## Task goal
Count the lines in the rows below that contain the string "necklace". Reply with the number alone.

[START The input]

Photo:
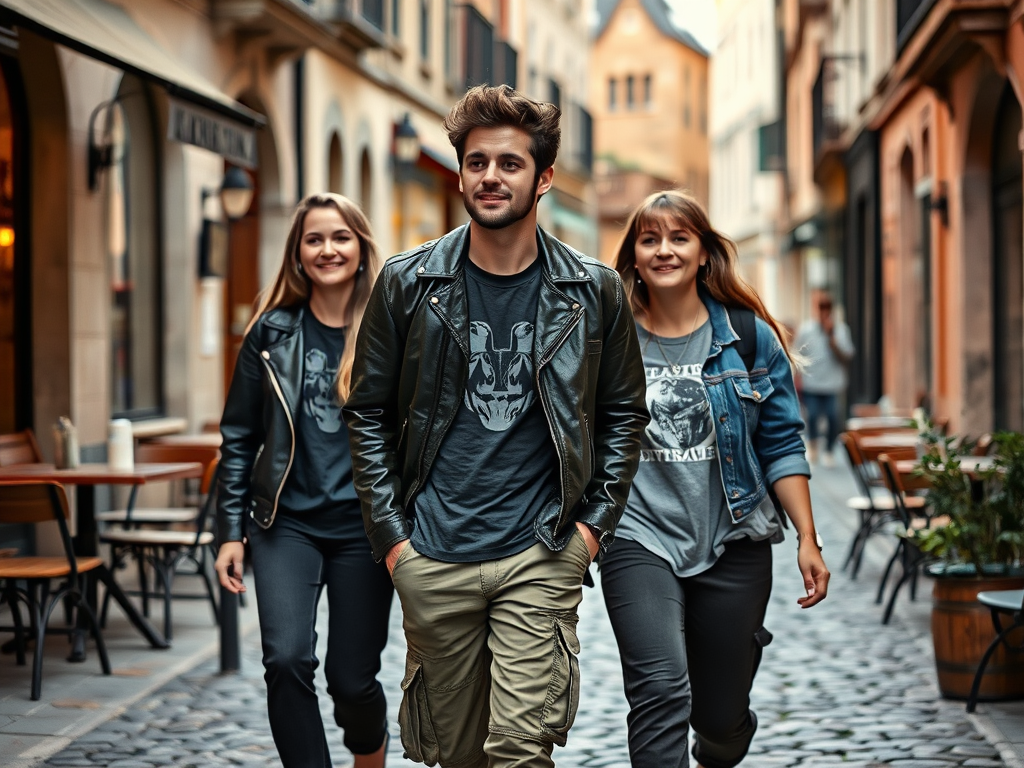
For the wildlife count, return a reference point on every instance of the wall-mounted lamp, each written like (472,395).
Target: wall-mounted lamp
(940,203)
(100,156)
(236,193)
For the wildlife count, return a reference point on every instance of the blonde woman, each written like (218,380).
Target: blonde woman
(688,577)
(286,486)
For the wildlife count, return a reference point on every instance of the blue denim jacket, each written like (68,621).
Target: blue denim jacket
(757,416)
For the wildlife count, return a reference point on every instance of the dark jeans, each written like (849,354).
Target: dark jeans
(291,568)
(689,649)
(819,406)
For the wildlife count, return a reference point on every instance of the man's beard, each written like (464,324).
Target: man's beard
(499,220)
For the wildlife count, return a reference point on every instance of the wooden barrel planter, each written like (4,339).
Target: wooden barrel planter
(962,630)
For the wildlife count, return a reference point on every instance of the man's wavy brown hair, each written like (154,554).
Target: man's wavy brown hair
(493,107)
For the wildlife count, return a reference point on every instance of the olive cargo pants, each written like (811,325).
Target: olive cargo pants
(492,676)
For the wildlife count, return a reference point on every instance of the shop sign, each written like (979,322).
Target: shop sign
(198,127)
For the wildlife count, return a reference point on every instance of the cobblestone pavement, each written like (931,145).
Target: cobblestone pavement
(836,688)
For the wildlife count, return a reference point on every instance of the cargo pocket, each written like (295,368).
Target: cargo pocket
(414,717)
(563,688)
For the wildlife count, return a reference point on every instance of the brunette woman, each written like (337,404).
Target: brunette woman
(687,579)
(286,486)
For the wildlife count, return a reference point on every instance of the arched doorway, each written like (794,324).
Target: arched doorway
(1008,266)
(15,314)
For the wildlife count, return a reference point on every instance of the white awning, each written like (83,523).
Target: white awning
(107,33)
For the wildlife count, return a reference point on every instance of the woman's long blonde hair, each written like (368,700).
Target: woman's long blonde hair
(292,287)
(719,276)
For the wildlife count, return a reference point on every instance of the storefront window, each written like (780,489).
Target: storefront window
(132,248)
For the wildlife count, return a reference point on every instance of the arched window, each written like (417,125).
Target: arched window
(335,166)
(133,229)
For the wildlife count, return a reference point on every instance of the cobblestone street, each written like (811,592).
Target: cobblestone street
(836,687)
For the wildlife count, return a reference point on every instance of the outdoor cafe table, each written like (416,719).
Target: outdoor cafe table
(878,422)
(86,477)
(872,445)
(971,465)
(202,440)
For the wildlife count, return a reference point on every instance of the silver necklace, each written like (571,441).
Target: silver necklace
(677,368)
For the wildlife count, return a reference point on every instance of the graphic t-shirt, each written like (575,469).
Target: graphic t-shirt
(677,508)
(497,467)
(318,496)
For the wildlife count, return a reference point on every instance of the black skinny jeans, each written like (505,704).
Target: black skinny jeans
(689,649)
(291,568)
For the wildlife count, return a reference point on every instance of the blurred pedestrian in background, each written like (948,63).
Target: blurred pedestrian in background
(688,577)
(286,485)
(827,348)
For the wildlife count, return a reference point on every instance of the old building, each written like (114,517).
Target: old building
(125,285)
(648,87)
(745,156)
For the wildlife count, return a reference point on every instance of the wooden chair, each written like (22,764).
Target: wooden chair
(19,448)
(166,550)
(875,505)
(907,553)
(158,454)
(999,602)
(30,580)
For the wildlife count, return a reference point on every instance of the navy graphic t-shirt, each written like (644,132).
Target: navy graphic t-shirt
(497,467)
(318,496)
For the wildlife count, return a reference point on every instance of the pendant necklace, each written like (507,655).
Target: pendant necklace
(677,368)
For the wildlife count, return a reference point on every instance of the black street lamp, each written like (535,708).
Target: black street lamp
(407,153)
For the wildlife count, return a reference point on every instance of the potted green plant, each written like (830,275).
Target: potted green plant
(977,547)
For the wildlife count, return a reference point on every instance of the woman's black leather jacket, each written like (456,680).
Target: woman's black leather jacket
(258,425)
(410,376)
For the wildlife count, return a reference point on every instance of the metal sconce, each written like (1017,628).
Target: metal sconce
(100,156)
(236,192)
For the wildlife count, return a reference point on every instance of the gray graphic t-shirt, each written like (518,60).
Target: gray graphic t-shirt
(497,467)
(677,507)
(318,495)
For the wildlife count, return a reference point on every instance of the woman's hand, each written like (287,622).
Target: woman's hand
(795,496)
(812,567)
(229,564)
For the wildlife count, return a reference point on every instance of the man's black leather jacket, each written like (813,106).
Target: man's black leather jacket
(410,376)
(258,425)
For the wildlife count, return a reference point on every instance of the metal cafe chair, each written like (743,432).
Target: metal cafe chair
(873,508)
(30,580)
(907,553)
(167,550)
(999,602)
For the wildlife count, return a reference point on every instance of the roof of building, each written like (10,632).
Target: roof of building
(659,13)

[END The input]
[START The input]

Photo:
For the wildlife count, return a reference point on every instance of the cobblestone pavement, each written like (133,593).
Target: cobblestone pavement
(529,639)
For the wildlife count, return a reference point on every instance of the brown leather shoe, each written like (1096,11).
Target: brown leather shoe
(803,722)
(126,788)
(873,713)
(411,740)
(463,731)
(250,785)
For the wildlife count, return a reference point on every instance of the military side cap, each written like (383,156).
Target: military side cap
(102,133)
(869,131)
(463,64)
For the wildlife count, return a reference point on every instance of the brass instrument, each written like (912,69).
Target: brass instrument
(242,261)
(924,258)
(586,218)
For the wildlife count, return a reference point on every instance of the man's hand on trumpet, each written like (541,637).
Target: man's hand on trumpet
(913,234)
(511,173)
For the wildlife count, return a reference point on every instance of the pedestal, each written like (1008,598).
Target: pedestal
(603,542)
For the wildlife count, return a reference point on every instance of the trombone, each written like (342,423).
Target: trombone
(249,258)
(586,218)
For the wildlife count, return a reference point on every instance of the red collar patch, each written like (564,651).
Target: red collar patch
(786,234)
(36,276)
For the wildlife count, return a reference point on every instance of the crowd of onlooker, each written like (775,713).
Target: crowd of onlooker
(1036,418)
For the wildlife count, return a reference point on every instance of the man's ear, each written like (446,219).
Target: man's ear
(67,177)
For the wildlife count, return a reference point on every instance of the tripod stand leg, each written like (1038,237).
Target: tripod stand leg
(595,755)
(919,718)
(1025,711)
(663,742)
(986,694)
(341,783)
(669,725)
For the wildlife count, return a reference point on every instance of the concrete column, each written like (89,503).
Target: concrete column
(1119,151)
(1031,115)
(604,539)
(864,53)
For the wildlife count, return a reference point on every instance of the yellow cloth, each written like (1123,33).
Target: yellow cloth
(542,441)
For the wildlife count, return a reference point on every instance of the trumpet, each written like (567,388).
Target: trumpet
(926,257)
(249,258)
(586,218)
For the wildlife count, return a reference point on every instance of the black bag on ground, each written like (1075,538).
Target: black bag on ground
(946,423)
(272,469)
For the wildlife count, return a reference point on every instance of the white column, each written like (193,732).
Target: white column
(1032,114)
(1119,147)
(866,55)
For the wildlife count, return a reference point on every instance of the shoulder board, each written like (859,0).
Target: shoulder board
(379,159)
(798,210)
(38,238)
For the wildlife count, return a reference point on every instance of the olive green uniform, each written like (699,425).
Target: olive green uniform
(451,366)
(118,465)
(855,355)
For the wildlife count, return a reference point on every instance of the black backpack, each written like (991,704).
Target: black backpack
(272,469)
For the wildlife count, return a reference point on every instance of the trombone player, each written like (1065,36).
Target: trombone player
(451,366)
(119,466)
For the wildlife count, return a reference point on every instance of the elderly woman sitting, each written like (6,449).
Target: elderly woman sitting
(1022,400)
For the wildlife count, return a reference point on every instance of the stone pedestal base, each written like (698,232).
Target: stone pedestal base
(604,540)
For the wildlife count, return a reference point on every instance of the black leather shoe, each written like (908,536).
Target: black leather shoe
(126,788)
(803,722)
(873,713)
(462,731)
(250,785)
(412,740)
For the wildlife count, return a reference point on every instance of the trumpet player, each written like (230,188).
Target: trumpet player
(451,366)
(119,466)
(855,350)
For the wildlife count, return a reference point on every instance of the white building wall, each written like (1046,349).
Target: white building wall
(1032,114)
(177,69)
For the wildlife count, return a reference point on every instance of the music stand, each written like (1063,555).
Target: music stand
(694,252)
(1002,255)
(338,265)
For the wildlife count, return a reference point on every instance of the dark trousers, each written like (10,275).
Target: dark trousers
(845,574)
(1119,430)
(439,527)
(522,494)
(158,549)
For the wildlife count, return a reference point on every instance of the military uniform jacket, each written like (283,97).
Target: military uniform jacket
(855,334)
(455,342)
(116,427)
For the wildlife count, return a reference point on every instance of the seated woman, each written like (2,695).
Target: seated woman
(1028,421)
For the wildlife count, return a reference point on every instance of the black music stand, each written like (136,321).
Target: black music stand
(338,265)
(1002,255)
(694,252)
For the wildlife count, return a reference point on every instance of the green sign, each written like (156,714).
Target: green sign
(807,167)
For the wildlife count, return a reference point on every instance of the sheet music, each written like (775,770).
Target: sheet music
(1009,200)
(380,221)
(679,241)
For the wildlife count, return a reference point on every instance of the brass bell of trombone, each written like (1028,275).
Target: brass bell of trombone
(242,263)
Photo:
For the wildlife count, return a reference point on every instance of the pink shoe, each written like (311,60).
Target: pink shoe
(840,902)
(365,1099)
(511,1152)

[END The input]

## Worked solution
4